DESCRIPTION OF THE TASK> Could you copy each line of the listing below that has the word "striped"?

SOURCE INFORMATION>
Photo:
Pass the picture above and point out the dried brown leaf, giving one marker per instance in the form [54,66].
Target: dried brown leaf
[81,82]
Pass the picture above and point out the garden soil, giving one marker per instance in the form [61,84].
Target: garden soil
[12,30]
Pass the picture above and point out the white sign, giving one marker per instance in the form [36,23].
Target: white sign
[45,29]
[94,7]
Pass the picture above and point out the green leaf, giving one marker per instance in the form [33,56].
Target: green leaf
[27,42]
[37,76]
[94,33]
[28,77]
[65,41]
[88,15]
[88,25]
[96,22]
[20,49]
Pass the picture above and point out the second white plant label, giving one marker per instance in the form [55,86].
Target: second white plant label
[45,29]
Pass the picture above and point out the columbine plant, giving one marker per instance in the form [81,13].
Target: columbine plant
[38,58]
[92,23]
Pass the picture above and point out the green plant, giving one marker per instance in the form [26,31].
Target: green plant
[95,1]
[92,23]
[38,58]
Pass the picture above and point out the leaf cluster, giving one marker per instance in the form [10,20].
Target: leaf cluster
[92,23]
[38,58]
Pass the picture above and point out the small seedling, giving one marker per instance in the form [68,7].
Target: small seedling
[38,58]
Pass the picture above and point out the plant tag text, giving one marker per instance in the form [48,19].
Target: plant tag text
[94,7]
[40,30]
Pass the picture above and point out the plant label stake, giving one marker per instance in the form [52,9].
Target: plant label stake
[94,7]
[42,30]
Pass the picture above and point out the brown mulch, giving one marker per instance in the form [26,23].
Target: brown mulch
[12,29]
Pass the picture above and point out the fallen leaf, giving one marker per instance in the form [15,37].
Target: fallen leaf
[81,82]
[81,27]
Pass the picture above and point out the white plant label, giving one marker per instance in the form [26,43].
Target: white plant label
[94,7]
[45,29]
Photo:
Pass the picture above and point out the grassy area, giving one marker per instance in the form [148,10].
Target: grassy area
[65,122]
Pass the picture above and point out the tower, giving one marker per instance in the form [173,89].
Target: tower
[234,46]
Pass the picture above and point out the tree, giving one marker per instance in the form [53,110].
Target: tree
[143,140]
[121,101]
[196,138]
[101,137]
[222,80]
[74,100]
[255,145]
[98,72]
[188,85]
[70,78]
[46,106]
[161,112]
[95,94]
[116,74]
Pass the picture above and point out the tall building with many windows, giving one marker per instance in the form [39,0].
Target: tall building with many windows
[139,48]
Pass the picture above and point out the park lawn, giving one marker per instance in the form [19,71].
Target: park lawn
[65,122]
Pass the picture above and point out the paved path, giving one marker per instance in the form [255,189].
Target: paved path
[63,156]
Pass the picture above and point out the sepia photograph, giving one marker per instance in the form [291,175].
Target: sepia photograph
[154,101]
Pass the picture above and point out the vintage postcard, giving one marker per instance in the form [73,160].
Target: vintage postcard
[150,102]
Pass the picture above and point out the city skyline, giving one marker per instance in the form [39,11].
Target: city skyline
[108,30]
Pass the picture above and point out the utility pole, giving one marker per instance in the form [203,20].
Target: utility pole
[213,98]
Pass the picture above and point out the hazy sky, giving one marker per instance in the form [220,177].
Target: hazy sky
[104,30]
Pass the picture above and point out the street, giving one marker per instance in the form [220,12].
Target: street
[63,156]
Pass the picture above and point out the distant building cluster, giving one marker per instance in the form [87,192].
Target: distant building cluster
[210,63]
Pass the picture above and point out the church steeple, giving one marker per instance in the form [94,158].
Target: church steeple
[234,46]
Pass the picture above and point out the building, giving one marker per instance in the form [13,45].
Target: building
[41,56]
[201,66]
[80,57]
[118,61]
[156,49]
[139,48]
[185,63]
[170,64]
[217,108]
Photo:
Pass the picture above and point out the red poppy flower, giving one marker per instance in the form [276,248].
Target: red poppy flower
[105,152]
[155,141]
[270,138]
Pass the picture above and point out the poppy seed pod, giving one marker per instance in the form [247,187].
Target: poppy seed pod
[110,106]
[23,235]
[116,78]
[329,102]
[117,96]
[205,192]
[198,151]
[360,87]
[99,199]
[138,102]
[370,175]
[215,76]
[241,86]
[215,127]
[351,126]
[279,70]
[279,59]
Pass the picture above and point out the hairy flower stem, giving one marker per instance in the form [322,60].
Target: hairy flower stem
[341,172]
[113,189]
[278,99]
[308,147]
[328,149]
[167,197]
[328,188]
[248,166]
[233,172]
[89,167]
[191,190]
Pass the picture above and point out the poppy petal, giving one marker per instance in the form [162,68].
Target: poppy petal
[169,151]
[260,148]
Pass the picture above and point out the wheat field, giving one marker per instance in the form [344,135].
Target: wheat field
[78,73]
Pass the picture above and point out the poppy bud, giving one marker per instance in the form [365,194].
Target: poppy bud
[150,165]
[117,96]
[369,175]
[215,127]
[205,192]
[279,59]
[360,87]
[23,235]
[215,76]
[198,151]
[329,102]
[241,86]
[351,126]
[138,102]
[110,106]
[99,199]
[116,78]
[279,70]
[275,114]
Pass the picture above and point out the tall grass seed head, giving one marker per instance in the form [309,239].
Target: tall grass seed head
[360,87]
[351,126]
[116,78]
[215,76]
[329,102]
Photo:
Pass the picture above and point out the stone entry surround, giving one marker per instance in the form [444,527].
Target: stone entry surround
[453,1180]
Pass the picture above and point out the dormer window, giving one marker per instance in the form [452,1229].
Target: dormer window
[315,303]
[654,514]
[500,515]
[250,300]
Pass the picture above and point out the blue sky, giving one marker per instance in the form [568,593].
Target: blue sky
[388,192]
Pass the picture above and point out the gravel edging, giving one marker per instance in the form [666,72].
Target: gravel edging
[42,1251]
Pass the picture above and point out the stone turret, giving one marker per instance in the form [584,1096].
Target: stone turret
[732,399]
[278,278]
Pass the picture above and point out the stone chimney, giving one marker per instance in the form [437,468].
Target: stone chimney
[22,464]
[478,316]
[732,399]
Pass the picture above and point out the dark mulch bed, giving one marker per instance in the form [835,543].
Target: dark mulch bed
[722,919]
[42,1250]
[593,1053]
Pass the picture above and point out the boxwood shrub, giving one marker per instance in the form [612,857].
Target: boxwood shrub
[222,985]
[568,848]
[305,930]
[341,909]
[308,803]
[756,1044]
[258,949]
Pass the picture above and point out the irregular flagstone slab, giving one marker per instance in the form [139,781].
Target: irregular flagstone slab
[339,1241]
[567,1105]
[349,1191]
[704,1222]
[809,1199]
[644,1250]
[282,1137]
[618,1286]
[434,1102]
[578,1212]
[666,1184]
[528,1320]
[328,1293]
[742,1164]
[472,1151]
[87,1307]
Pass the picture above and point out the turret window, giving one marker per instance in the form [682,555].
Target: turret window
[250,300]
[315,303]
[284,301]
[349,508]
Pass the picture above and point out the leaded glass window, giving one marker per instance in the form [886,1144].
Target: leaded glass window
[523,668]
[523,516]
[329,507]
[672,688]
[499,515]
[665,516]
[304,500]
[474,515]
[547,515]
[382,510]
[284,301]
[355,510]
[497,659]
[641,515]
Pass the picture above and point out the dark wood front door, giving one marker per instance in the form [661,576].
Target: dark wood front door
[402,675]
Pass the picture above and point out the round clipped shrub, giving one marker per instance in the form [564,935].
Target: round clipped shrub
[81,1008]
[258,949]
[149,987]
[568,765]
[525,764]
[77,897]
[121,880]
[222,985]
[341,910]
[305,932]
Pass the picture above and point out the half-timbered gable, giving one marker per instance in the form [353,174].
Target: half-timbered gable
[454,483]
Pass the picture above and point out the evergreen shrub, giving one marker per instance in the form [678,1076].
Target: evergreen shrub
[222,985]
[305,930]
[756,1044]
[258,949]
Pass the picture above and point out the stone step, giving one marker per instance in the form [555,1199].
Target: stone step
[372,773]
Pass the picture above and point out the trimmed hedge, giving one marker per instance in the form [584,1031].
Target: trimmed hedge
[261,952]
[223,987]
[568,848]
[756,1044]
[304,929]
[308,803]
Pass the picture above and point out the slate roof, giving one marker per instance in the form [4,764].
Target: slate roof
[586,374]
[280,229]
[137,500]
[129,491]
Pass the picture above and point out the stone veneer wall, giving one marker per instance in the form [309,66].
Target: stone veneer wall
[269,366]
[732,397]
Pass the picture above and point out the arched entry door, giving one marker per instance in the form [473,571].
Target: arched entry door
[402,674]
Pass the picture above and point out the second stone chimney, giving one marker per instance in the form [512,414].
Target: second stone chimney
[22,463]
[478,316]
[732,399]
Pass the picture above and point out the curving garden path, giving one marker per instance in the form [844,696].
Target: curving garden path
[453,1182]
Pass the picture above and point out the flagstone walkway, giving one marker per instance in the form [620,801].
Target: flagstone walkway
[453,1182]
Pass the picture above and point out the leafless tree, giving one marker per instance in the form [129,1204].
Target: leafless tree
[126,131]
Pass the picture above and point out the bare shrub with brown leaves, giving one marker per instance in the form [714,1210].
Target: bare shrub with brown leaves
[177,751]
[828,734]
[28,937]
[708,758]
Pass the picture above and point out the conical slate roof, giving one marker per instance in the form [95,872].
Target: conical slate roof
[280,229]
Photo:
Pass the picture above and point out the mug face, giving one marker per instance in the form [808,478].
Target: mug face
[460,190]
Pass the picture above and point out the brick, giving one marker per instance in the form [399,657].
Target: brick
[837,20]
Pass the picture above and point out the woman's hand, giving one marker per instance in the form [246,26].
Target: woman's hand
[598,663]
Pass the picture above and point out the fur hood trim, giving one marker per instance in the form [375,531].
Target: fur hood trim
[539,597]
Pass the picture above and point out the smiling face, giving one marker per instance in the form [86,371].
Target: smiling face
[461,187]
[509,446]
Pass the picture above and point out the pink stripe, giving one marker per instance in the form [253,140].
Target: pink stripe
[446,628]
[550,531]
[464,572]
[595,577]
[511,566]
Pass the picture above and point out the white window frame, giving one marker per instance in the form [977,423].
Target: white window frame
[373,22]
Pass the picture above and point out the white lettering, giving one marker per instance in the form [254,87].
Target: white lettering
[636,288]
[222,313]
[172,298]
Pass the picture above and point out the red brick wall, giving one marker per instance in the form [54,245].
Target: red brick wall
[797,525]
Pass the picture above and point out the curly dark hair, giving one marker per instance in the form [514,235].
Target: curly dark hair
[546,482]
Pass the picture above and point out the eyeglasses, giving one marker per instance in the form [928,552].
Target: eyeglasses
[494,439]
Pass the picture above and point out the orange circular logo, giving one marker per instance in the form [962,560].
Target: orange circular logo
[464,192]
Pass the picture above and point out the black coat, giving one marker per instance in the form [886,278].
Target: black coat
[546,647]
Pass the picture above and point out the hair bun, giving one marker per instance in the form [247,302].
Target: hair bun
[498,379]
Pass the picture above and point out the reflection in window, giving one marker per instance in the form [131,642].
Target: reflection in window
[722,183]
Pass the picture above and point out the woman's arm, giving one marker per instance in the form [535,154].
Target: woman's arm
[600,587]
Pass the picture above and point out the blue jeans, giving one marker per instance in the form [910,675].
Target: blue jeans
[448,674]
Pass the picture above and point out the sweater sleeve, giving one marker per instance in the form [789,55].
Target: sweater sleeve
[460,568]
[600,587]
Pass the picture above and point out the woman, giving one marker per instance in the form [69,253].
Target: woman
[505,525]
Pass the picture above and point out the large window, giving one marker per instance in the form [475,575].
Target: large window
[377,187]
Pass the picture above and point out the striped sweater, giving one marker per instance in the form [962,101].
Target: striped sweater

RESPONSE>
Pass the picture above and point out the striped sweater, giving one marker per instance in the form [962,101].
Target: striped sweater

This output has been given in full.